◆ **Brief**
Restate all entries word for word, minus pictures.

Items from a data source

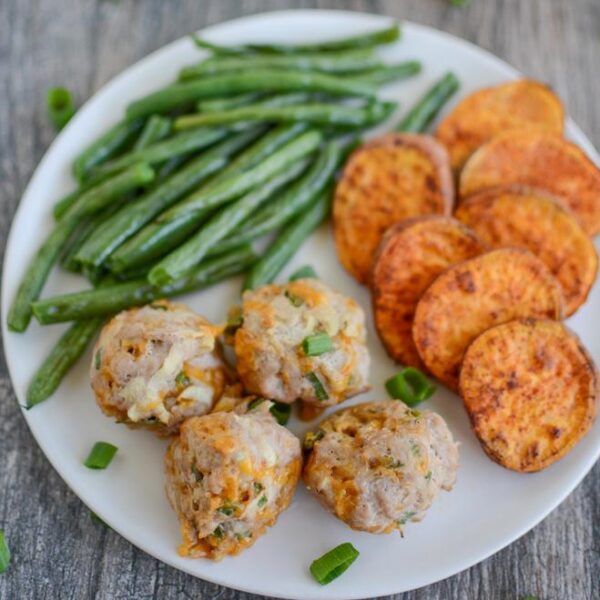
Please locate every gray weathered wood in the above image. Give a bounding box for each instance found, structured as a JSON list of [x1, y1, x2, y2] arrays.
[[1, 1, 599, 598]]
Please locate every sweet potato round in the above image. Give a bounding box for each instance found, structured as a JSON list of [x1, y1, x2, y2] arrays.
[[455, 185, 598, 316], [333, 133, 454, 284], [371, 216, 486, 368], [459, 318, 598, 473], [459, 131, 600, 236], [412, 248, 564, 390], [436, 79, 564, 172]]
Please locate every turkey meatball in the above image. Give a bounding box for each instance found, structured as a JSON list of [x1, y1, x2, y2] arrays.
[[164, 406, 301, 560], [233, 279, 370, 406], [303, 401, 458, 533], [90, 300, 230, 435]]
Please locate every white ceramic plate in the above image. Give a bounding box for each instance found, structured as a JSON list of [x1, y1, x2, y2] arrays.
[[3, 9, 600, 600]]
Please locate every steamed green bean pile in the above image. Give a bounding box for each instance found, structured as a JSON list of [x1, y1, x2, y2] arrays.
[[7, 21, 460, 407]]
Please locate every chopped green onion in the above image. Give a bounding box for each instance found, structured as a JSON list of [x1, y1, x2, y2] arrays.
[[248, 397, 267, 411], [213, 525, 225, 539], [253, 482, 264, 494], [397, 510, 417, 525], [269, 401, 291, 425], [303, 429, 325, 451], [382, 456, 403, 469], [385, 367, 436, 407], [84, 441, 118, 469], [310, 542, 359, 585], [289, 265, 318, 281], [175, 371, 191, 386], [218, 502, 237, 516], [257, 495, 268, 508], [150, 302, 168, 311], [302, 332, 333, 357], [94, 348, 102, 370], [306, 372, 329, 401], [409, 440, 421, 456], [284, 290, 304, 307], [0, 530, 10, 574], [47, 87, 75, 130], [225, 312, 243, 335]]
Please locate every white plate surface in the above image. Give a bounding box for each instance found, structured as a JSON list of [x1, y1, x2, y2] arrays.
[[3, 9, 600, 600]]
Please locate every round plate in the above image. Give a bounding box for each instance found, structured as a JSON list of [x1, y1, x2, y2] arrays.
[[3, 9, 600, 600]]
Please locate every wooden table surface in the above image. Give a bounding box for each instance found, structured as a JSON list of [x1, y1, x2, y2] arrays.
[[1, 1, 599, 598]]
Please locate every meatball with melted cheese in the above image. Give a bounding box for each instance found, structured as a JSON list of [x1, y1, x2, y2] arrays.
[[90, 300, 230, 435], [303, 401, 458, 533], [233, 279, 370, 406], [164, 405, 301, 560]]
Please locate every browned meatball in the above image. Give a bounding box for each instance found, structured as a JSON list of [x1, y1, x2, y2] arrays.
[[234, 279, 370, 406], [165, 406, 301, 560], [90, 300, 230, 435], [303, 401, 458, 533]]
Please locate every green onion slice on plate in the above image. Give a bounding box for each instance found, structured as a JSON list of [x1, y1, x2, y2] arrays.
[[84, 441, 118, 469], [385, 367, 436, 407], [310, 542, 359, 585]]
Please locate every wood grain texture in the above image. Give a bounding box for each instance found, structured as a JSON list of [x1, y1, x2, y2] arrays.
[[1, 1, 599, 598]]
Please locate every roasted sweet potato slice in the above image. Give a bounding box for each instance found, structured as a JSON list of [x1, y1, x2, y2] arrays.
[[436, 80, 564, 172], [455, 185, 598, 316], [371, 216, 486, 368], [459, 131, 600, 236], [412, 248, 564, 390], [333, 133, 454, 283], [460, 318, 598, 472]]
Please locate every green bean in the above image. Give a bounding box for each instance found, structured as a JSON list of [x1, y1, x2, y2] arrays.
[[74, 127, 265, 267], [132, 115, 172, 150], [197, 93, 265, 112], [7, 163, 155, 332], [67, 163, 154, 218], [32, 245, 256, 324], [148, 158, 311, 285], [161, 130, 322, 222], [242, 191, 331, 291], [90, 127, 230, 178], [54, 117, 169, 221], [397, 72, 460, 133], [26, 317, 104, 407], [196, 92, 312, 114], [54, 173, 112, 221], [211, 138, 350, 255], [175, 101, 396, 130], [180, 49, 381, 80], [62, 117, 172, 271], [73, 118, 144, 183], [192, 23, 400, 55], [107, 124, 309, 274], [156, 155, 189, 180], [126, 70, 376, 120], [61, 210, 112, 273], [352, 61, 422, 86], [82, 264, 105, 286]]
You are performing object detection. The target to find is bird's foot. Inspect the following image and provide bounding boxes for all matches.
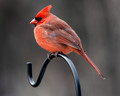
[47,52,63,60]
[47,53,52,60]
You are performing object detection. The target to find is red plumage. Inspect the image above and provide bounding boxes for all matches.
[30,5,105,79]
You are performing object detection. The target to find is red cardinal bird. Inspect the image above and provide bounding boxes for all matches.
[30,5,105,79]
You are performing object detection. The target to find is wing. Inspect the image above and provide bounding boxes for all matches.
[40,17,82,50]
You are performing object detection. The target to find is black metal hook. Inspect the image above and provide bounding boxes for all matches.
[27,53,81,96]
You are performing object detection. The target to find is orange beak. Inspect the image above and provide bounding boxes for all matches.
[30,18,38,24]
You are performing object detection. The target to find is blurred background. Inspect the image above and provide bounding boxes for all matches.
[0,0,120,96]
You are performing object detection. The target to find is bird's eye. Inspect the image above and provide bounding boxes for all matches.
[35,17,42,22]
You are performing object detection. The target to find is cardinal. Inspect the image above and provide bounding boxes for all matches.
[30,5,105,79]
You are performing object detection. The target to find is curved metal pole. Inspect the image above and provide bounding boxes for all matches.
[27,53,81,96]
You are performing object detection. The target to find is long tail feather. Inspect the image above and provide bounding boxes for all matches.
[74,49,105,80]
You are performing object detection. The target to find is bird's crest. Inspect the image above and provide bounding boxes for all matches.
[36,5,52,18]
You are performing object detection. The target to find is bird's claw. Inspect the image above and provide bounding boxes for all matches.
[47,53,52,60]
[47,52,63,60]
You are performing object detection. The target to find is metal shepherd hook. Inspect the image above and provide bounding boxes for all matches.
[27,52,81,96]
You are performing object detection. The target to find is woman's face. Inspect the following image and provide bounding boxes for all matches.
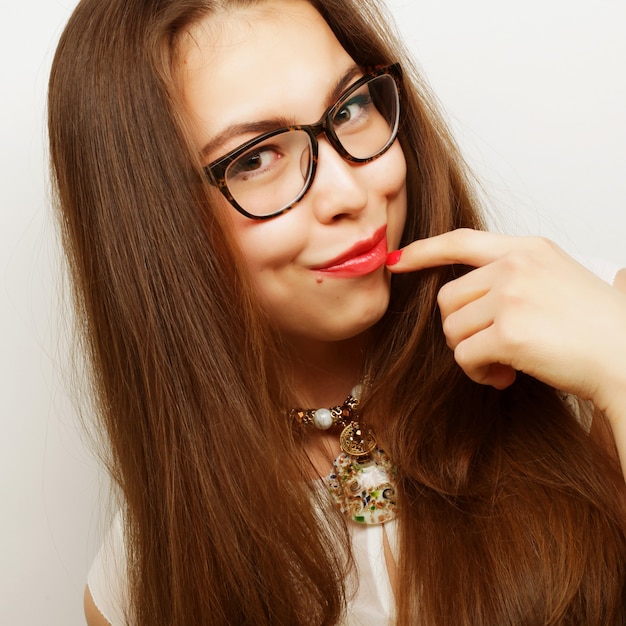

◆ **Exercise result**
Please locate every gray weathered wood in the above image. Give a bounding box for each instance found, structured as a JSON list of [x1, y1, x2, y2] arrays.
[[1, 1, 599, 598]]
Please locate every sweet potato round in the above image. Give a bounding box for each instance found, structured as a JSON list of [x1, y1, x2, y2] arrays.
[[455, 185, 598, 316], [333, 133, 454, 284], [371, 216, 486, 368], [459, 318, 598, 473], [459, 131, 600, 236], [412, 248, 564, 390], [436, 79, 564, 172]]
Please locate every turkey meatball in the above image. Give a bounding box for each instance found, structured as a JSON list of [x1, y1, x2, y2] arrays.
[[164, 406, 301, 560], [233, 279, 370, 406], [303, 401, 458, 533], [90, 300, 230, 435]]
Please locate every white ceramic plate in the above image. Give a bounding box for each instance found, structured as a JSON list of [x1, y1, x2, y2] arrays.
[[3, 9, 600, 600]]
Please locate every steamed green bean pile in the above image. Give a bounding box for each instance found, structured as a JSON list of [x1, y1, x2, y2] arrays.
[[7, 21, 460, 407]]
Please locate every chopped green onion in the above image. Give a bounding box for each instance found, structured as a JSON list of [x1, y1, x2, y2] arrays.
[[248, 397, 267, 411], [213, 525, 225, 539], [253, 482, 264, 494], [397, 510, 417, 525], [269, 401, 291, 425], [303, 429, 325, 451], [382, 456, 403, 469], [385, 367, 436, 407], [84, 441, 118, 469], [310, 542, 359, 585], [289, 265, 318, 281], [175, 371, 191, 386], [218, 502, 237, 516], [257, 495, 268, 508], [150, 302, 168, 311], [302, 332, 333, 357], [94, 348, 102, 370], [306, 372, 329, 401], [409, 440, 421, 456], [284, 290, 304, 307], [0, 530, 10, 574], [47, 87, 75, 130], [225, 312, 243, 335]]
Please locate every white plate surface in the above image. Give a bounding box for each instance found, structured as a JSON list of [x1, y1, x2, y2] arrays.
[[3, 9, 600, 600]]
Please locate every round plate in the above image. Give a bounding box for each instance found, structured as a JSON list of [x1, y1, x2, y2] arrays.
[[3, 9, 600, 600]]
Please locate every wooden table surface in the above image. Give a bounding box for each instance found, structured as a JSON list of [x1, y1, x2, y2] arrays.
[[1, 1, 599, 598]]
Please locate every meatball with melted cheese in the above image. Give a bounding box for each instance found, structured as a JSON list of [x1, y1, x2, y2] arrays.
[[90, 300, 230, 435], [303, 401, 458, 533], [233, 279, 370, 406], [164, 405, 301, 560]]
Please locate every browned meatball in the above image. Give a bounding box for each instance found, structured as a JSON list of [x1, y1, x2, y2] arrays.
[[234, 279, 370, 406], [165, 406, 301, 560], [90, 300, 230, 435], [303, 401, 458, 533]]
Please locate every green onion slice on plate in the above image. Give a bounding box for each instance found, structured as a JSON list of [x1, y1, x2, y2] arrays.
[[84, 441, 118, 469], [385, 367, 436, 407], [310, 542, 359, 585]]
Please locate every wood grain texture in the above image. Give a bounding box for each instance found, structured as a JSON list of [x1, y1, x2, y2] arrays.
[[1, 1, 599, 598]]
Please locate every roasted sweet potato slice in the above image. Give a bounding box for each instance found, structured as a JSON list of [x1, y1, x2, y2] arrays.
[[436, 80, 564, 172], [455, 185, 598, 316], [371, 216, 486, 368], [459, 131, 600, 236], [412, 248, 564, 390], [333, 133, 454, 283], [460, 318, 598, 472]]
Please locate every green bean in the above image. Give a bounding box for each instance found, structured as a JSON list of [x1, y1, x2, y2] arrays.
[[74, 127, 265, 267], [132, 115, 172, 150], [197, 93, 265, 112], [7, 163, 155, 332], [67, 163, 154, 218], [32, 245, 256, 324], [148, 158, 311, 285], [161, 130, 322, 222], [242, 191, 331, 291], [90, 127, 230, 178], [54, 117, 169, 221], [397, 72, 460, 133], [26, 317, 104, 407], [196, 92, 312, 114], [54, 173, 112, 221], [211, 138, 350, 255], [175, 101, 396, 130], [180, 49, 381, 80], [62, 117, 172, 271], [73, 118, 144, 183], [192, 23, 400, 55], [107, 124, 309, 274], [156, 155, 189, 180], [126, 70, 376, 120], [61, 210, 112, 273], [352, 61, 422, 86], [82, 264, 105, 286]]
You are performing object detection. The target to find is bird's foot. Inspect the following image and provide bounding boxes for all matches.
[47,52,63,60]
[47,53,52,60]
You are performing object detection. The target to find is red plumage. Inspect the image above and provide bounding boxes for all matches.
[30,5,105,79]
You are performing object detection. The target to find is red cardinal bird. Inspect the image above and provide bounding boxes for all matches.
[30,5,105,79]
You are performing object detection. The target to find is wing. Inspect the image above and provide bounding boxes for all matches.
[40,17,82,50]
You are performing object detection. The target to find is black metal hook. Inspect the image above and provide bounding boxes for all matches.
[27,53,81,96]
You are performing object detection. The target to find is orange beak. Inspect the image above and provide bounding boxes for all matches.
[30,18,38,24]
You are performing object detection. The target to find is blurred background. Inspect the image above and provide bounding boxes for all matches.
[0,0,120,96]
You are performing object detection. The target to find is bird's eye. Inspect the image above and provide bounding boxes for all matches.
[35,17,42,22]
You are performing object detection. The target to find is cardinal. Inspect the image above and provide bounding boxes for all matches.
[30,5,105,79]
You are performing object detection. The target to find is curved metal pole. Inspect the image above and provide bounding boxes for all matches.
[27,53,81,96]
You are performing object detection. The target to find is long tail feather. Inspect the image above and provide bounding boxes for all matches.
[74,49,105,80]
You are performing object detection. The target to find is bird's crest. Inspect the image above and provide bounding boxes for all matches.
[36,5,52,18]
You are performing object detection. The target to find is bird's claw. Inspect the image above and provide bounding boxes for all matches.
[47,53,52,60]
[47,52,63,60]
You are performing object detection. The target to find is metal shepherd hook. Inspect the image above and provide bounding boxes for all matches.
[27,52,81,96]
You are performing object detection. The target to find is woman's face. Inspect the following image and provide bounding boxes for all matches.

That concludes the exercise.